Short problem. Reproduce, as a numbered list with blank lines omitted, the part of the records from the line containing "the warehouse building" through the end of the records.

Given data.
..............................

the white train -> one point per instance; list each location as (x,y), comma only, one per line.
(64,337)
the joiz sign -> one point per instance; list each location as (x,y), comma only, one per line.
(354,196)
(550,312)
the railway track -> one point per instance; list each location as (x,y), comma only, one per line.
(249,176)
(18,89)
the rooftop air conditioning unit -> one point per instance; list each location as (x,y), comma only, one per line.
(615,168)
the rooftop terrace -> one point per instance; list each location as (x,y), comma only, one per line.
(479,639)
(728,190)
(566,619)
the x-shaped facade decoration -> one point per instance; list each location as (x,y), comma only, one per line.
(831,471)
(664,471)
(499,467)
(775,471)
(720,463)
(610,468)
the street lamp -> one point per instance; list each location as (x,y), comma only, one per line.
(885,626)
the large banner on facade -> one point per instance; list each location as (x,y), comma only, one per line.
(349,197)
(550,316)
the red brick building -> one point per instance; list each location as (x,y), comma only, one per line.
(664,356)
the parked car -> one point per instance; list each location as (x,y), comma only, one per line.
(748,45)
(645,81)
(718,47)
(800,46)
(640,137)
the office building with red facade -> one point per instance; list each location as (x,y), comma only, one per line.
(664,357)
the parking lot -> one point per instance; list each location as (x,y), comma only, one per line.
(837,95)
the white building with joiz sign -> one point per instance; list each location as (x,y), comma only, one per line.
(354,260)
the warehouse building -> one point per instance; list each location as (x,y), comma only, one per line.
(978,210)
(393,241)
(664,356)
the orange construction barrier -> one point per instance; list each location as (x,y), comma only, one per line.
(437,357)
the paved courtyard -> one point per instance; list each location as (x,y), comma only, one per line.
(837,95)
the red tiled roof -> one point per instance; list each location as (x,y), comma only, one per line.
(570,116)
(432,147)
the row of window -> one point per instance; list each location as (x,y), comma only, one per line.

..............................

Response to the exercise.
1. the warehouse building -> one point per instance; list each location as (x,y), comma only, one per line.
2. (978,210)
3. (393,241)
4. (664,356)
5. the orange construction barrier -> one point per instance; list each location as (x,y), comma only, one per line.
6. (437,357)
7. the paved courtyard -> one point per instance; list each location as (x,y), comma only, one per line.
8. (837,95)
9. the red tiled roof -> one point per instance; list each location as (x,y), comma only, one per line.
10. (570,116)
11. (432,147)
12. the row of window -> one point per instance; list each location as (x,y), comma only, one per line.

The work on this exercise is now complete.